→ **TRY IT**
Which lines run from the one containing "Target: wet mud puddle" through the end of the entries? Restate them word for word, and only those.
——————
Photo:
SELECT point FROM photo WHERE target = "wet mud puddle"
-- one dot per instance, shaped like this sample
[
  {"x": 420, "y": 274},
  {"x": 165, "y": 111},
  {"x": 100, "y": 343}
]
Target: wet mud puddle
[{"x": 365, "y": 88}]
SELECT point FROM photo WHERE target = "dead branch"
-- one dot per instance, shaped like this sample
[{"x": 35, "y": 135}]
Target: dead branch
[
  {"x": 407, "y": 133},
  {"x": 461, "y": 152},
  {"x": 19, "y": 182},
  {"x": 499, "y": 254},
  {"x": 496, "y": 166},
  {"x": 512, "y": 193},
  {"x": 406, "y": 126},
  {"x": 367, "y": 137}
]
——————
→ **ANSWER BOX**
Target: wet mud puddle
[{"x": 365, "y": 88}]
SELECT point FROM photo WHERE target = "dead branch"
-- one dot per instance, shaped like this sample
[{"x": 35, "y": 135}]
Target: dead branch
[
  {"x": 407, "y": 133},
  {"x": 461, "y": 152},
  {"x": 19, "y": 182},
  {"x": 499, "y": 254},
  {"x": 496, "y": 166},
  {"x": 512, "y": 193},
  {"x": 406, "y": 126},
  {"x": 367, "y": 137}
]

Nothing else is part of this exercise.